Malgré cela, la topographie d’ Orolaunum reste très mal connue. Aucun écrit, même pendant le haut Moyen Âge, ne vient témoigner de sa splendeur, hormis le nom du lieu qui apparaît, pour la première fois, dans l’Itinéraire d’Antonin, sorte de  » carte routière  » de la Gaule. Certes, les grands travaux menés un peu partout dans la ville actuelle n’ont pas manqué de faire resurgir ci et là les traces du passé. Mais, à part plusieurs caves découvertes sous les bâtiments du Service technique provincial, les vestiges d’habitat exhumés à ces occasions n’avaient à ce jour jamais fait l’objet de fouilles préventives. La législation relative à la protection du patrimoine archéologique est récente. Pas de plans donc, ni même de photographies ! Dommage pour une ville qui semble miser résolument sur son prestigieux passé pour attirer le regard du touriste. A voir la colonne du dieu cavalier terrassant le monstre anguipède, qui trône au beau milieu de la Grand’ rue piétonnière, on serait enclin à penser que le faux a pris ici le pas sur le vrai.

Course contre la montre

Jusqu’à présent, les archéologues s’étaient donc essentiellement contentés de fouiller les thermes et les fortifications du haut de la ville. Seul l’emplacement de trois nécropoles, toujours situées à la sortie du Vicus, permettait de se faire une vague idée de son étendue réelle. Le mobilier funéraire, quant à lui, donne une idée de la richesse de ses habitants. Plus récemment, des indices d’occupation ont été mis au jour lors de travaux de sondage sur le site du Neu, un ancien chancre industriel. Il est en effet prévu d’y aménager un bassin d’orage. Toujours sur le qui-vive, Denis Henrotay, archéologue provincial à la Région wallonne, a insisté pour prospecter les lieux.  » Les aménageurs ont peur de nous et la difficulté est toujours d’arriver en amont des travaux « , confie- t-il. Récupérés au fond des tranchées de prospection, de petits fragments ornés de poterie rouge sigillée et de la céramique grise décorée à la molette n’ont laissé aucun doute. Sous les hangars de l’ancienne fabrique de béton sommeillaient les fondations de tout un quartier datant du Ie au IVe siècles et ce, sur une surface de 13 000 mètres carrés ! Pas question ici d’une  » banale  » villa gallo-romaine isolée dans la campagne, mais d’un habitat urbain avec ses quartiers, ses ateliers, ses échoppes, ses ruelles. L’intérêt est majeur. Hormis les vestiges retrouvés à Saint-Mard (Virton) et à Mamer (grand-duché de Luxembourg), il n’existe que très peu d’éléments pour comprendre comment fonctionnaient les Vicus des provinces du Nord.

◆ Consigne a:
Disposez en énumération numérotée, sans lignes vides, les lignes de la liste ci-dessous, en commençant par celle qui contient « Note: annotate every instance of the wall » et en terminant à la fin de la liste, les deux bornes comprises. Veuillez laisser les images hors de votre réponse.

[Entrées d'annotation d'images par points]
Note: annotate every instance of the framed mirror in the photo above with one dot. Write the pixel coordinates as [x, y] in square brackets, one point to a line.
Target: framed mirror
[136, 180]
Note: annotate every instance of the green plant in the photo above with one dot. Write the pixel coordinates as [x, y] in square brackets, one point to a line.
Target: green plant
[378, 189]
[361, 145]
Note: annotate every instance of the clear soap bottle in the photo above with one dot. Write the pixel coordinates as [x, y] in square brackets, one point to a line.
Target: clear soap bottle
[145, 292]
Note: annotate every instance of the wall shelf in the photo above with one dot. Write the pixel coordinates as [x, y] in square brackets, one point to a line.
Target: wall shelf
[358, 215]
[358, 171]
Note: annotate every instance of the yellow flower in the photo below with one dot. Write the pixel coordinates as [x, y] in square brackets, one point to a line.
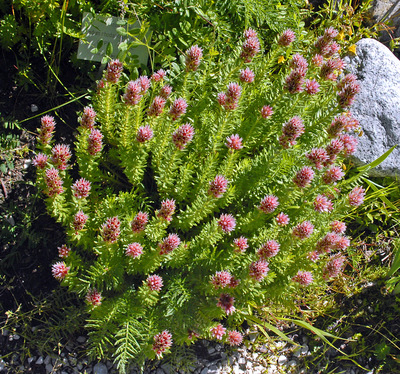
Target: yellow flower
[353, 49]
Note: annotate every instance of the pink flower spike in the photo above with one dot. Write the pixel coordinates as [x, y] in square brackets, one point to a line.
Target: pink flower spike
[304, 177]
[303, 230]
[266, 111]
[322, 204]
[162, 342]
[114, 71]
[221, 279]
[40, 161]
[240, 244]
[183, 135]
[60, 270]
[282, 219]
[167, 209]
[356, 196]
[338, 227]
[287, 38]
[144, 134]
[246, 76]
[88, 118]
[139, 222]
[234, 142]
[225, 302]
[193, 56]
[268, 204]
[269, 249]
[312, 87]
[93, 297]
[81, 188]
[304, 278]
[165, 92]
[95, 142]
[79, 221]
[171, 242]
[159, 75]
[258, 270]
[218, 186]
[134, 250]
[178, 108]
[234, 338]
[60, 155]
[110, 230]
[227, 223]
[154, 282]
[218, 331]
[63, 251]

◆ Consigne b:
D'après le texte source, sur quelle surface s'étendent les fondations du quartier mis au jour sous les hangars de l'ancienne fabrique de béton ?

◆ Réponse complète a:
1. Note: annotate every instance of the wall shelf in the photo above with one dot. Write the pixel coordinates as [x, y] in square brackets, one point to a line.
2. Target: wall shelf
3. [358, 215]
4. [358, 171]
5. Note: annotate every instance of the yellow flower in the photo below with one dot. Write the pixel coordinates as [x, y] in square brackets, one point to a line.
6. Target: yellow flower
7. [353, 49]
8. Note: annotate every instance of the pink flower spike in the photo above with one dot. Write the pixel coordinates as [x, y] in square brackets, one point to a line.
9. Target: pink flower spike
10. [304, 177]
11. [303, 230]
12. [266, 111]
13. [322, 204]
14. [162, 342]
15. [114, 71]
16. [221, 279]
17. [40, 161]
18. [240, 244]
19. [183, 135]
20. [60, 270]
21. [282, 219]
22. [167, 209]
23. [356, 196]
24. [338, 227]
25. [287, 38]
26. [144, 134]
27. [246, 76]
28. [88, 118]
29. [139, 222]
30. [234, 142]
31. [225, 302]
32. [193, 56]
33. [268, 204]
34. [269, 249]
35. [312, 87]
36. [93, 297]
37. [81, 188]
38. [304, 278]
39. [165, 92]
40. [95, 142]
41. [79, 221]
42. [171, 242]
43. [159, 75]
44. [258, 270]
45. [218, 186]
46. [134, 250]
47. [178, 108]
48. [234, 338]
49. [60, 155]
50. [110, 230]
51. [227, 223]
52. [154, 282]
53. [218, 331]
54. [63, 251]

◆ Réponse complète b:
Sur 13 000 mètres carrés.